[Raw records]
------------------------------

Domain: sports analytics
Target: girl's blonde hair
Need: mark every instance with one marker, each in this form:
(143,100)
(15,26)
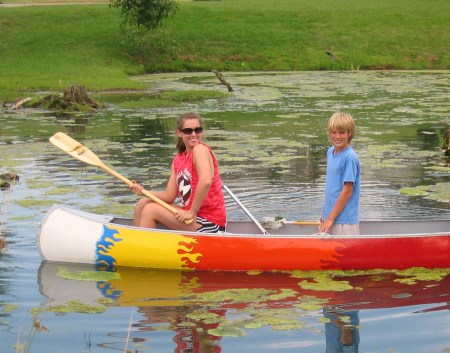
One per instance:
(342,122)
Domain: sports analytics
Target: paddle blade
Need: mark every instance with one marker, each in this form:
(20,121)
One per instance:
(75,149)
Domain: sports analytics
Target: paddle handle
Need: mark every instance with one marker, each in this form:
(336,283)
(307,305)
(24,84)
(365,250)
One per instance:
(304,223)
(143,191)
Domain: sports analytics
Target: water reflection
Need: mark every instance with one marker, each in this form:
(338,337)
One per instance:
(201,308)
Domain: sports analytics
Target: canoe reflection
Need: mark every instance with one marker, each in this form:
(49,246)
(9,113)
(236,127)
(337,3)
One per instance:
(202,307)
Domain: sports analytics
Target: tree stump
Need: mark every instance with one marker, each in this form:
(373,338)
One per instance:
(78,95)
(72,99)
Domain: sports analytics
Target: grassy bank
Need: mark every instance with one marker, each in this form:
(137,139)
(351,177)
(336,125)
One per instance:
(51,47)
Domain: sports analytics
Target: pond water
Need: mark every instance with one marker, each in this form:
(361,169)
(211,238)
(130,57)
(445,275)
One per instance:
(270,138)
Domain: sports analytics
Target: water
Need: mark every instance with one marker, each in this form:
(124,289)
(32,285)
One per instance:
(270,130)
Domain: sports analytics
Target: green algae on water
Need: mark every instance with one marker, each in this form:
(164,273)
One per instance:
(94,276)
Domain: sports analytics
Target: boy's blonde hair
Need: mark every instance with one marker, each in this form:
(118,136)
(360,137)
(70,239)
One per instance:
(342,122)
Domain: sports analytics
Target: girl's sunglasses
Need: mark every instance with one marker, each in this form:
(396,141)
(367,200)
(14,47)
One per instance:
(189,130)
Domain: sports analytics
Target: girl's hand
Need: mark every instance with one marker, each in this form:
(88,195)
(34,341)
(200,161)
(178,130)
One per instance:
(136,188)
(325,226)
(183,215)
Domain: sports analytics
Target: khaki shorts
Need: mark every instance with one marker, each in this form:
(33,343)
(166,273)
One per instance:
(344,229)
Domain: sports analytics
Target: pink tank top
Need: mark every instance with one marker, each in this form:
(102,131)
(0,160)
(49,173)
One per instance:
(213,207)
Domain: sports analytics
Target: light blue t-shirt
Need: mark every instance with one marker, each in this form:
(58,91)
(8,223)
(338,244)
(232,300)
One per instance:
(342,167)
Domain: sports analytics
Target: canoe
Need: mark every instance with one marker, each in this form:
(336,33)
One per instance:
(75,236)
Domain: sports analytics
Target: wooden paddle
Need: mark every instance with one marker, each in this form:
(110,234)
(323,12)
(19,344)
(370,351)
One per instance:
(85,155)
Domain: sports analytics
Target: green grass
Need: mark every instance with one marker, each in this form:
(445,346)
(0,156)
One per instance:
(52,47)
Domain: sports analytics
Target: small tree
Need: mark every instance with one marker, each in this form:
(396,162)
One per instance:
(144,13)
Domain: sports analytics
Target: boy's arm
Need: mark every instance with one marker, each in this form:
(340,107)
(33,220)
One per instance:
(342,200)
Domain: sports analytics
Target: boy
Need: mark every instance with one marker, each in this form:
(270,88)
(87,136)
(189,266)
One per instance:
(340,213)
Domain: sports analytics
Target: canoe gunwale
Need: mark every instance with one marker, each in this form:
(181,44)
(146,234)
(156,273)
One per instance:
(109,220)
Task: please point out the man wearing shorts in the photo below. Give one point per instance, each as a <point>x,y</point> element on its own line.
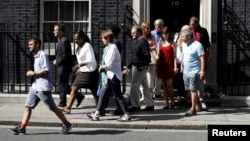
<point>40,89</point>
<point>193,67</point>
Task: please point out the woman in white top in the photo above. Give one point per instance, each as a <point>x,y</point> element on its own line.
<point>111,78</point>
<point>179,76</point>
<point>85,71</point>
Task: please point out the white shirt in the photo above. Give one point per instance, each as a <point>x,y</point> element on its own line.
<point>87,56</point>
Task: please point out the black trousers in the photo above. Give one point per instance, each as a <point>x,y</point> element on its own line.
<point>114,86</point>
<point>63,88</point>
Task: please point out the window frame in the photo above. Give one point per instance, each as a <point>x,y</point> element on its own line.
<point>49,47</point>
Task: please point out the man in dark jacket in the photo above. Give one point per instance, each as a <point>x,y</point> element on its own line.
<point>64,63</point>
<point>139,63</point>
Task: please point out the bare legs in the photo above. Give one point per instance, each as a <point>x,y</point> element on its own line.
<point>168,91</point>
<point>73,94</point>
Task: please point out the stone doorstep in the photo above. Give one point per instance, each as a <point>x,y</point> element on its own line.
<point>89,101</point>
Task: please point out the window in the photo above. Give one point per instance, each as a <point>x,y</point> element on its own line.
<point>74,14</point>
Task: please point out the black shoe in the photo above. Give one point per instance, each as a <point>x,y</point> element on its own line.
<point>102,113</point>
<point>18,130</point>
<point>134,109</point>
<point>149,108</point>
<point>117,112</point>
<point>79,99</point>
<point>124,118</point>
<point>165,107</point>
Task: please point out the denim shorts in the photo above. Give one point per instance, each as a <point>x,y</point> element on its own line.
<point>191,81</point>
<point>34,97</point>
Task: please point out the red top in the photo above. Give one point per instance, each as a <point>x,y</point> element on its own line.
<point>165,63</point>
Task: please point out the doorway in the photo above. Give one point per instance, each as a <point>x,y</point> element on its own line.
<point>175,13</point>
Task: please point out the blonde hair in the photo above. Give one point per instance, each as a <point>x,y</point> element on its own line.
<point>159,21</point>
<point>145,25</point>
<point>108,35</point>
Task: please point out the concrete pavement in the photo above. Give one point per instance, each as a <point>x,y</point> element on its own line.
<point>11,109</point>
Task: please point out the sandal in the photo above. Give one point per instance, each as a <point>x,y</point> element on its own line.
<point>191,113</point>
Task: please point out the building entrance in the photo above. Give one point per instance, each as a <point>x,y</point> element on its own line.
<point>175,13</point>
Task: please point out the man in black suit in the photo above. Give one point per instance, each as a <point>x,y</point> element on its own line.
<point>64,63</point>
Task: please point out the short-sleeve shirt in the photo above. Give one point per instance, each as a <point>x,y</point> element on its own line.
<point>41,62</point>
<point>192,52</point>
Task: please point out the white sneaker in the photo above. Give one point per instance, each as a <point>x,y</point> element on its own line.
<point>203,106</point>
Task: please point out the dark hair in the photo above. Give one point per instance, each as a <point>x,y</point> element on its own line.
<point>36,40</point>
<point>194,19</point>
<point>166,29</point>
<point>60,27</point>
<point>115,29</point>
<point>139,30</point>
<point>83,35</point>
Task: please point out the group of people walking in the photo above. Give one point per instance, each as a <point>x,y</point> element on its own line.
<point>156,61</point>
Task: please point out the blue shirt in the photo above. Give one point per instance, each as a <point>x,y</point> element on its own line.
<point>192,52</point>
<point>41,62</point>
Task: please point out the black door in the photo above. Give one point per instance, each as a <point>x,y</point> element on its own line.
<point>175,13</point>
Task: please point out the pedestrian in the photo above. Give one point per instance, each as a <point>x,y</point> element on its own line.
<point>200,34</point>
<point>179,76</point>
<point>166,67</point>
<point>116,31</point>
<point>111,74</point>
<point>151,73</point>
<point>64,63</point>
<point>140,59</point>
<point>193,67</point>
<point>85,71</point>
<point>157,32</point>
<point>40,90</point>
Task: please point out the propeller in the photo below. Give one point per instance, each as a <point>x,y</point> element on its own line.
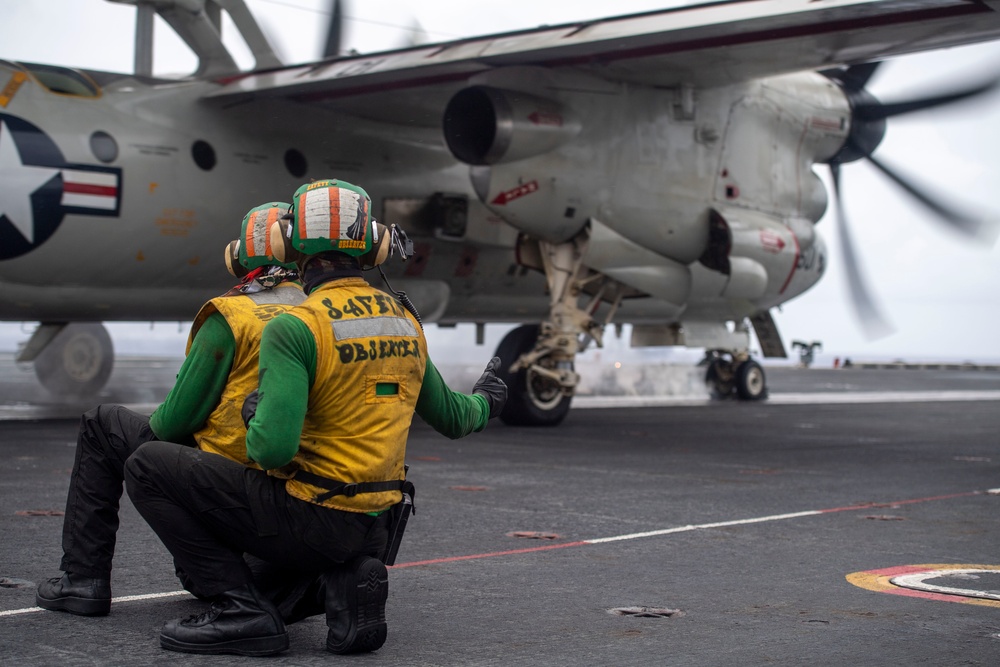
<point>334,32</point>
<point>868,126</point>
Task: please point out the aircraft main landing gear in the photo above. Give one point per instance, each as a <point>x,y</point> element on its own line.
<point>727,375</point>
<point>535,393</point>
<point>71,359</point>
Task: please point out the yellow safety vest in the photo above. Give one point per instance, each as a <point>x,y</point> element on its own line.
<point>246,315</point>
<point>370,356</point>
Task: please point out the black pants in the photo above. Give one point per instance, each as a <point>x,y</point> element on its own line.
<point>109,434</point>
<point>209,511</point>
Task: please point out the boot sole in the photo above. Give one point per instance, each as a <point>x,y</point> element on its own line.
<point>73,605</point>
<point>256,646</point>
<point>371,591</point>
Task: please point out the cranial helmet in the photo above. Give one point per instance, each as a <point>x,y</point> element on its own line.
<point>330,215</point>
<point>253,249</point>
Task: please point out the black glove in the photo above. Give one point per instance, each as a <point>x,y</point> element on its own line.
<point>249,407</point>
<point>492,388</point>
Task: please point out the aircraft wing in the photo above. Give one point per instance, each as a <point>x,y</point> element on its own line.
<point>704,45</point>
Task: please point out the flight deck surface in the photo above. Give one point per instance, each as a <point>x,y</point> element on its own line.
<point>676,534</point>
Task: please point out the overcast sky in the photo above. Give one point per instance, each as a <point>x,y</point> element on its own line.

------------------------------

■ AIM
Reproduce everything from "Task: please point out the red" down to "<point>165,63</point>" in the items, renaming "red top" as "red shirt" and keeping all else unchanged.

■ RESULT BELOW
Task: please point out the red shirt in the photo above. Give one point per instance, each as a <point>x,y</point> element on its own line.
<point>165,63</point>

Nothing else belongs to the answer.